▶ Work to be completed
Give the listing below as a JSON array of strings, one string per line, and leave out any blank lines.

-------- Raw data

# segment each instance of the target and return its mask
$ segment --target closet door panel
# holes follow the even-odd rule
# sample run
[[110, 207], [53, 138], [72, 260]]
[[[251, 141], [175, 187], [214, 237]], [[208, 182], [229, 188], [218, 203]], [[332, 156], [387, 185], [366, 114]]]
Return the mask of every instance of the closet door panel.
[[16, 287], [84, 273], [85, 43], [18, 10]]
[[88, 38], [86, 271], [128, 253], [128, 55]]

----------------

▶ Answer to the problem
[
  "# segment each instance of the target and return its mask",
  "$ segment --target closet door panel",
  "# holes follow the even-odd rule",
  "# sample run",
  "[[110, 207], [53, 138], [72, 260]]",
  "[[[251, 141], [175, 187], [214, 237]], [[208, 182], [229, 188], [218, 203]], [[332, 156], [387, 185], [366, 114]]]",
  "Return the mask of every instance of the closet door panel.",
  "[[16, 287], [84, 273], [85, 43], [18, 10]]",
  "[[88, 38], [86, 271], [128, 253], [128, 55]]"
]